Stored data
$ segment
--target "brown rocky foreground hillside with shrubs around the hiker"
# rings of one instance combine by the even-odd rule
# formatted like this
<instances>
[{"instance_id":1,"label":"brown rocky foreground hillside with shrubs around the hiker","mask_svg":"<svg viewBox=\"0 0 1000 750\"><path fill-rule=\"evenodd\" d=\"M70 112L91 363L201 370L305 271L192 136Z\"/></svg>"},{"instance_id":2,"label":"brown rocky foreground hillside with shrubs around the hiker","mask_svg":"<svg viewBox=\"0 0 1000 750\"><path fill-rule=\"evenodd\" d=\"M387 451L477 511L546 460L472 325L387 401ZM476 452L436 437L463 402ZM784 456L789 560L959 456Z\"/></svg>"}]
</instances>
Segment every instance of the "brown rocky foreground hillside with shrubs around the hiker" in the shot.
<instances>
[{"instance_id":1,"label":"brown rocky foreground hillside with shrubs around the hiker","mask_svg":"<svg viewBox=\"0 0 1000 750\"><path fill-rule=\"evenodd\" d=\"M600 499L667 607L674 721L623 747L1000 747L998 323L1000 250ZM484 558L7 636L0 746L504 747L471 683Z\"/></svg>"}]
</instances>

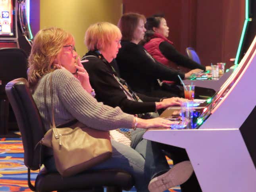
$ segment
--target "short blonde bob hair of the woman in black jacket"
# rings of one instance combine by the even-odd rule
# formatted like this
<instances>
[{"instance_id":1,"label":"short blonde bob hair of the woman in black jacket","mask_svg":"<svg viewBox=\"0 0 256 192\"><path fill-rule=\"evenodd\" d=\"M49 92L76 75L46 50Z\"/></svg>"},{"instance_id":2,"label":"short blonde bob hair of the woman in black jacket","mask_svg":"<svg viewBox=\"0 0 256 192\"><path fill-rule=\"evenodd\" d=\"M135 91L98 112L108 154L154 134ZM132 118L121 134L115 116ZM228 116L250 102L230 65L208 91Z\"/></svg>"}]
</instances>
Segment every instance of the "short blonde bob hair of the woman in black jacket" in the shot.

• [Instructions to follow]:
Give the records back exactly, with no pictures.

• [Result of this task]:
$ segment
--target "brown rocky foreground hillside with shrubs around the hiker"
# rings of one instance combine by the even-odd rule
# formatted like this
<instances>
[{"instance_id":1,"label":"brown rocky foreground hillside with shrubs around the hiker","mask_svg":"<svg viewBox=\"0 0 1000 750\"><path fill-rule=\"evenodd\" d=\"M70 112L91 363L201 370L305 271L192 136Z\"/></svg>"},{"instance_id":2,"label":"brown rocky foreground hillside with shrubs around the hiker","mask_svg":"<svg viewBox=\"0 0 1000 750\"><path fill-rule=\"evenodd\" d=\"M387 451L477 511L546 460L472 325L387 401ZM476 452L436 437L463 402ZM784 456L789 560L959 456Z\"/></svg>"}]
</instances>
Segment every instance of the "brown rocky foreground hillside with shrubs around the hiker" in the shot.
<instances>
[{"instance_id":1,"label":"brown rocky foreground hillside with shrubs around the hiker","mask_svg":"<svg viewBox=\"0 0 1000 750\"><path fill-rule=\"evenodd\" d=\"M600 499L667 607L674 721L623 747L1000 747L998 323L1000 250ZM484 558L7 636L0 746L504 747L471 683Z\"/></svg>"}]
</instances>

$ segment
--target "short blonde bob hair of the woman in black jacket"
# rings of one instance combine by the even-odd rule
# formatted like this
<instances>
[{"instance_id":1,"label":"short blonde bob hair of the woman in black jacket","mask_svg":"<svg viewBox=\"0 0 256 192\"><path fill-rule=\"evenodd\" d=\"M49 92L76 75L46 50Z\"/></svg>"},{"instance_id":2,"label":"short blonde bob hair of the woman in black jacket","mask_svg":"<svg viewBox=\"0 0 256 192\"><path fill-rule=\"evenodd\" d=\"M135 91L98 112L108 154L154 134ZM132 118L121 134L115 116ZM228 116L250 102L230 65L208 91Z\"/></svg>"}]
</instances>
Segment every instance of the "short blonde bob hair of the woman in black jacket" in the shot.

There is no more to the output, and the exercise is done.